__Supplied data__
● ● ● ● ● ● ●
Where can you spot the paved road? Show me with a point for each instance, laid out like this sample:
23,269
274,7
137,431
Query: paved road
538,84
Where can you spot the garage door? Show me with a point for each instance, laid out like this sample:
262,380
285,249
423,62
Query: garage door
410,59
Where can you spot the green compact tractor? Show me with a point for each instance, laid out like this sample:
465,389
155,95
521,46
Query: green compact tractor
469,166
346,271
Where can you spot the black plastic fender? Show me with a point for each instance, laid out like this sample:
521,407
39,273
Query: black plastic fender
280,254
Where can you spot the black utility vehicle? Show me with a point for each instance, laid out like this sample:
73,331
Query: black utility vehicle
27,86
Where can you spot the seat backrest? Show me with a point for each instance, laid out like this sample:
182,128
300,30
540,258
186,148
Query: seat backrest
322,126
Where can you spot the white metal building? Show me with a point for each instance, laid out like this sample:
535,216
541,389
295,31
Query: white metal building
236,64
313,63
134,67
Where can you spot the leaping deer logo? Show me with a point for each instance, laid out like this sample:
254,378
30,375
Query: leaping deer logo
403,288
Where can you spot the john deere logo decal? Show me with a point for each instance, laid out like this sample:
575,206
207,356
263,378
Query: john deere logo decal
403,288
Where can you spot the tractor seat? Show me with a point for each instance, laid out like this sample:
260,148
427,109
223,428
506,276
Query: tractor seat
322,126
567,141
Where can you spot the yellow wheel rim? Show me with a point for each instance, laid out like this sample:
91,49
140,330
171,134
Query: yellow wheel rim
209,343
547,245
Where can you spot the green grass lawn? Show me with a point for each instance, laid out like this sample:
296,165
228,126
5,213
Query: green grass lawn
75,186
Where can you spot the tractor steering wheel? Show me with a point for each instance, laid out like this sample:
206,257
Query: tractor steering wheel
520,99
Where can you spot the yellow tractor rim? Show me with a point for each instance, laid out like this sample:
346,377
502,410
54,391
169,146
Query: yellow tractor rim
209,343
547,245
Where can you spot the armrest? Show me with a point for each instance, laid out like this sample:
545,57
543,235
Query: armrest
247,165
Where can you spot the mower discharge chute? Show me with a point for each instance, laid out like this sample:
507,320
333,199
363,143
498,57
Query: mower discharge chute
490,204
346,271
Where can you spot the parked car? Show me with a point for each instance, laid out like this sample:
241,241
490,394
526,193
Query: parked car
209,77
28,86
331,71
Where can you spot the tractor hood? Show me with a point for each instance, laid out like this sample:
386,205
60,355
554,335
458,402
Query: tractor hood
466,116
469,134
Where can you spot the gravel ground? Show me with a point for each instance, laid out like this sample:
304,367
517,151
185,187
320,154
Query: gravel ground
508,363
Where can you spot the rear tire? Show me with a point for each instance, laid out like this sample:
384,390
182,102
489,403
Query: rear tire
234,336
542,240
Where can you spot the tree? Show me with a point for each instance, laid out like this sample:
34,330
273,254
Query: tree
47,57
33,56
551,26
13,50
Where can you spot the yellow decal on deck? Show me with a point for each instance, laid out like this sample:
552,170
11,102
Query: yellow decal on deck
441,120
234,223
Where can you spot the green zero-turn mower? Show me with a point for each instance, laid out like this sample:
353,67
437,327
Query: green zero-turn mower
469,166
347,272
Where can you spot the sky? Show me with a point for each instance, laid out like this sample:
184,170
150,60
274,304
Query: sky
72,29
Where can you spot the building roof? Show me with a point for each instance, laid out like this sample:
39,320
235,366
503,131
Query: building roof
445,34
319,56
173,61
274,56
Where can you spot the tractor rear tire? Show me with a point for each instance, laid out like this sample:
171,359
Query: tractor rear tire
● ● ● ● ● ● ●
__Exercise task__
Reproduce every line of the items above, character for character, with nothing changed or left out.

__Answer to the exercise__
Where can you spot the paved road? Show me with a point for each instance, laid out like this sample:
23,269
274,7
137,431
Query: paved road
538,84
Where can you spot the garage door? Show me with a point for each instance, laid out like this sample:
262,380
285,249
423,62
Query: garage door
410,59
Where can you spot the green compact tractor? Show me with a point for each instance, laid out like this sample:
465,389
155,95
521,46
Query: green compact tractor
469,166
346,271
Where can you spot the black plastic fender? Show me with a point for each instance, laid out like this sample:
521,407
39,273
Query: black plastic fender
280,254
Where can you spot the black utility vehicle? Show me with a point for each instance, laid out like this sample:
73,331
Query: black utility vehicle
27,86
Where can you spot the seat backrest? Show me with a point for each instance, laid out like this sample:
182,128
300,30
540,258
186,148
Query: seat backrest
322,126
Where can you spot the white metal building? Show me with a point for each instance, laid out like this sample:
535,216
541,389
295,31
Query: white metal building
236,64
313,63
134,67
Where can you spot the leaping deer logo? Show me with a point for each instance, laid out like this sample:
254,378
30,375
Query: leaping deer logo
403,288
Where can you spot the john deere logo decal? Show me with a point for each instance, laid out like this sample:
575,206
207,356
263,378
Query: john deere logo decal
403,288
Where can you spot the tractor seat? Show me with a point for each instance, laid out like this sample:
260,148
427,109
223,428
506,276
Query: tractor seat
322,126
567,141
Where can you spot the yellow wheel rim? Show me with a point for each instance, laid out like this sample:
91,49
140,330
171,134
Query: yellow wheel rim
209,343
547,245
Where can you spot the green grass lawn? Show me with a point for each instance, laid out like this sample:
296,165
228,126
5,213
Query: green grass lawn
75,186
Where can you spot the tractor steering wheel? Show me with a point for each instance, laid out like this sample:
206,257
Query: tractor steering wheel
520,99
Where can you spot the yellow tractor rim? Show me with a point for each instance, laid out like this sample:
346,377
502,410
54,391
169,146
Query: yellow tractor rim
209,343
547,245
Where can you spot the armrest? Show me with a point for each instance, laid out like this sample:
545,57
543,235
Query: armrest
247,165
Where can you spot the mower discharge chute? Show me with a point for each instance, laid out like this sample:
507,320
333,199
363,143
498,57
Query: mower discharge chute
490,204
346,271
Where can you spot the parked car? Show me with a point for each instance, laid out like this sample:
241,241
490,394
526,193
Query: parked car
209,77
28,86
331,71
Where can you spot the tractor hood? Show me with a point for each instance, laid out like this sample:
386,205
60,355
554,335
458,402
Query: tractor hood
466,116
469,134
Where can you spot the gravel ground? Show me with a point for each instance, laid out like this sample:
304,367
517,151
185,187
320,154
Query: gravel ground
508,363
Where can you spot the rear tire? Show me with a point for each instance, laid out like this sample:
384,390
182,102
489,403
Query: rear tire
234,336
542,240
Where can you spot the tree? Show me with a point for each instance, laid out like this sample:
34,330
273,254
Query: tree
47,57
33,56
551,26
13,50
Where can you spot the yellow decal on deck? Show me with a point for each instance, laid out like this sample:
552,170
11,102
Query: yellow decal on deck
441,120
234,223
Where can you spot the green zero-turn mower? Show me with a point for each instance, laid out like this sample:
353,67
437,327
Query: green zero-turn mower
469,166
347,272
Where can you spot the sky? Show me with a point for each instance, laid out like this sample:
184,170
150,60
274,304
Query: sky
72,29
Where can you spot the building roof? Show me with a point for each instance, laid out like this sample:
39,320
235,366
503,131
Query: building roof
445,34
319,56
173,61
274,56
Where can you spot the tractor rear tire? Show me with a point for each instance, laid out like this sample:
171,359
Query: tractor rear tire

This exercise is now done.